Continue the passage on converting CSV annotations into other dataset formats, starting right after its final line.
==== Passage ====
Now, we will look at functions for conversions from CSV to COCO, YOLO, VOC PASCAL and TFRecord formats.

CSV to COCO format

import json
import pandas as pd
def csv_to_coco(file_dir,destination_dir):
    path = file_dir
    save_json_path = destination_dir+'/traincoco.json'
    clmns = ['class','xmin','ymin','xmax','ymax','filename','width','height']
    data = pd.read_csv(path, names = clmns, header=None)
    images = []
    categories = []
    annotations = []
    data['fileid'] = data['filename'].astype('category').cat.codes
    data['categoryid']= pd.Categorical(data['class'],ordered= True).codes
    data['categoryid'] = data['categoryid']+1
    data['annid'] = data.index
    
    def image(row):
        image = {}
        image["height"] = row.height
        image["width"] = row.width
        image["id"] = row.fileid
        image["file_name"] = row.filename
        return image
    
    def category(row):
        category = {}
        category["supercategory"] = 'None'
        category["id"] = row.categoryid-1

        category["name"] = row[1]
        return category
    
    def annotation(row):
        annotation = {}
        area = (row.xmax)*(row.ymax)
        annotation["segmentation"] = []
        annotation["iscrowd"] = 0
        annotation["area"] = area
        annotation["image_id"] = row.fileid
        annotation["bbox"] = [row.xmin, row.ymin, row.xmax +row.xmin,row.ymax+row.ymin ]
        annotation["category_id"] = row.categoryid-1
        annotation["id"] = row.annid
        return annotation
    
    for row in data.itertuples():
        annotations.append(annotation(row))
    imagedf = data.drop_duplicates(subset=['fileid']).sort_values(by='fileid')
    for row in imagedf.itertuples():
        images.append(image(row))
    catdf = data.drop_duplicates(subset=['categoryid']).sort_values(by='categoryid')
    for row in catdf.itertuples():
        categories.append(category(row))

    data_coco = {}
    data_coco["images"] = images
    data_coco["categories"] = categories
    data_coco["annotations"] = annotations
    json.dump(data_coco, open(save_json_path, "w"), indent=4)

CSV to YOLO format

import csv
import numpy as np
import os

def csv_to_yolo(csv_file,destination_folder):
    if not os.path.exists(destination_folder+'\data'):
        os.makedirs(destination_folder+'\data')
        classes_names = []
    file_names = []
    data = csv.reader(open(csv_file))
    for l in data:
        file_names.append(l[5])
        classes_names.append(l[0])
    classes_names = np.unique(classes_names)
    classes = {k: v for v, k in enumerate(classes_names)}
    f=open(destination_folder+"/data/"+ 'classes.names','a')
    for i in classes_names:
        f.write(str(i))
        f.write('\n')
    f.close()
    for name in np.unique(file_names):
        file = open(destination_folder+'/data/'+str(name[:-4])+".txt",'a')
        for l in csv.reader(open(csv_file)):
            if(l[5]==name):
                file.write(str(classes[l[0]]))
                file.write(' ')
                file.write(l[1])
                file.write(' ')
                file.write(l[2])
==== Information supplied ====
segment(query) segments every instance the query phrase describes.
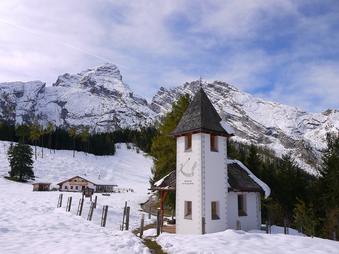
====
• _Exercise result_:
                file.write(' ')
                file.write(l[3])
                file.write(' ')
                file.write(l[4])
                file.write(' ')
                file.write('\n')
    file.close()

CSV to Pascal VOC format

from collections import defaultdict
import os
import csv
from xml.etree.ElementTree import  Element, SubElement, ElementTree
 
def csv_to_voc_pascal(file_dir,save_root2):
    file_dir = 'here1.csv'
    save_root2 = save_root2 + "/result_xmls"
    if not os.path.exists(save_root2):
        os.mkdir(save_root2)

    def write_xml(folder, filename, bbox_list):
        root = Element('annotation')
        SubElement(root, 'folder').text = folder
        SubElement(root, 'filename').text = filename
        SubElement(root, 'path').text = './images' +  filename
        source = SubElement(root, 'source')
        SubElement(source, 'database').text = 'Unknown'

        # Details from first entry
        e_class_name, e_xmin, e_ymin, e_xmax, e_ymax, e_filename, e_width, e_height = bbox_list[0]
        size = SubElement(root, 'size')
        SubElement(size, 'width').text = e_width
        SubElement(size, 'height').text = e_height
        SubElement(size, 'depth').text = '3'
        SubElement(root, 'segmented').text = '0'

        for entry in bbox_list:
            e_class_name, e_xmin, e_ymin, e_xmax, e_ymax, e_filename, e_width, e_height = entry
            obj = SubElement(root, 'object')
            SubElement(obj, 'name').text = e_class_name
            SubElement(obj, 'pose').text = 'Unspecified'
            SubElement(obj, 'truncated').text = '0'
            SubElement(obj, 'difficult').text = '0'

            bbox = SubElement(obj, 'bndbox')
            SubElement(bbox, 'xmin').text = e_xmin
            SubElement(bbox, 'ymin').text = e_ymin
            SubElement(bbox, 'xmax').text = e_xmax
            SubElement(bbox, 'ymax').text = e_ymax

        #indent(root)
        tree = ElementTree(root)
        xml_filename = os.path.join('.', folder, os.path.splitext(filename)[0] + '.xml')
        tree.write(xml_filename)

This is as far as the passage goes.